Please write out the listing below again with "benchmark" swapped for "test set" at every occurrence and everything else left untouched.

** start of Data supplied **

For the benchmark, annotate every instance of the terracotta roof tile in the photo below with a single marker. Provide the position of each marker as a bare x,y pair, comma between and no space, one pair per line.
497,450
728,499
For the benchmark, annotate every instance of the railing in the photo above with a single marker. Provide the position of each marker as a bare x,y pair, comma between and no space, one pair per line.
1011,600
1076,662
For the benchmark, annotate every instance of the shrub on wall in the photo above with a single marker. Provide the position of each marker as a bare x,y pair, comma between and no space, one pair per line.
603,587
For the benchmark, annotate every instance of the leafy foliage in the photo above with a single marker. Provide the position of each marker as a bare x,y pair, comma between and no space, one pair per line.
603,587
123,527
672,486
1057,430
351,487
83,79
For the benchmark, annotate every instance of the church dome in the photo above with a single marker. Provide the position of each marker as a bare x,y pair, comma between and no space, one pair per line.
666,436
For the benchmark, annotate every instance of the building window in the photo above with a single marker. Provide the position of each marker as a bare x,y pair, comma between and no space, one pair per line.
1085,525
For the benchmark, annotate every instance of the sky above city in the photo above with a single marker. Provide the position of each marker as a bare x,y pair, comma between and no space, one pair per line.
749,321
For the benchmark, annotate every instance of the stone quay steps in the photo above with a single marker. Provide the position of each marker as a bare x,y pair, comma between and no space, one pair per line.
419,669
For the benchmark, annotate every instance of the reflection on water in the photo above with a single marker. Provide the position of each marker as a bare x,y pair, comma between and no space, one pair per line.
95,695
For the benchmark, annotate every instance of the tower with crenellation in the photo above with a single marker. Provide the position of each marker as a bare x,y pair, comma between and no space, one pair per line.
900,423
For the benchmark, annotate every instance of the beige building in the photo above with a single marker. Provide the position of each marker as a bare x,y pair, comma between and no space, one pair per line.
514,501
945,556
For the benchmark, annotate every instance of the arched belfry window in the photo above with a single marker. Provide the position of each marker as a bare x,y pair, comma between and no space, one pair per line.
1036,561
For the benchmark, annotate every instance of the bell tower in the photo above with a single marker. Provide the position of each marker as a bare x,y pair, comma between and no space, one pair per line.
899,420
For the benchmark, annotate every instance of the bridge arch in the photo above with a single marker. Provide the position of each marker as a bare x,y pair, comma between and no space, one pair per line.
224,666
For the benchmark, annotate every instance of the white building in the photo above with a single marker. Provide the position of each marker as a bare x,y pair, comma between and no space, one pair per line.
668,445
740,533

** end of Data supplied **

Problem solution:
For the test set, annotate every instance of the terracotta roof tile in the photo below with a single marker. Provide the position of each marker as a bare x,y pair, comma between and no space, one pair per line.
497,450
728,499
For the test set, annotate every instance of the railing in the photo above with a single marker. Provide the position of each marker as a bare x,y pair, comma between and no space, one pair per line.
1011,600
1076,662
For the test set, annotate every instance of the shrub on wall in the photo above with a single marker. Provide the position of each marker as a bare x,y pair, comma between and no space, one pair per line.
603,587
For the test set, annotate every instance of the leafy foliage in the photo above with a single marker. Provide the position of each marker as a bare x,y pair, comma between and no space, one pair per line.
603,587
123,527
672,486
1057,430
351,487
83,79
For the test set, annotate every instance of the church dome in the photo above with a single marker. Provide the position of each marker as a bare x,y pair, comma between and no space, one pair per line.
666,436
For the test set, annotate every instance of the building window in the photo above with a single marker. Provide the position of each marker as a bare x,y pair, comma between and no space, one pair per line.
1085,525
For the test set, annotate every instance of the sky above city in the photo above with a single marker. Provide the position of each marker as a bare x,y pair, comma between and no space, one pair per line.
749,321
For the test set, annotate every instance of the stone quay steps in the photo above with a single marker. Provide the position of each marker as a bare x,y pair, comma between and no space, one pair per line.
419,669
For the test set, annotate every instance of the reflection on water in the photo above with a single marker. Provide the position of each marker as a bare x,y pair, comma between and no space, one pair per line.
95,695
For the test set, annotate every instance of the tower with crenellation in the photo above with a single marker. Provide the position of each marker as a bare x,y pair, comma between and no space, one pair per line.
900,423
For the test set, annotate every instance of the beige building in the photo above with a single marker. Provide the position of each marker as a bare x,y pair, comma between and no space, one pair per line.
514,501
945,556
For the test set, annotate every instance of the arched belfry window in the photo above with a single marker. Provide the position of each marker as a bare x,y pair, comma between and no space, one pair per line.
1036,561
For the test set, annotate every instance of the bell tower in the photo above with a single marker. Provide the position of each marker as a bare x,y pair, comma between and no space, one pair per line.
899,420
For the test set, annotate every instance of the bridge arch in the photo above with a single marker. Provide the position of each marker as a bare x,y pair, comma between and no space, one pair per line.
224,666
For the test set, annotate every instance of the white building in the photo above with a single marker. Provide the position of each marker as a bare x,y pair, comma between and no space, one pair per line.
668,445
740,533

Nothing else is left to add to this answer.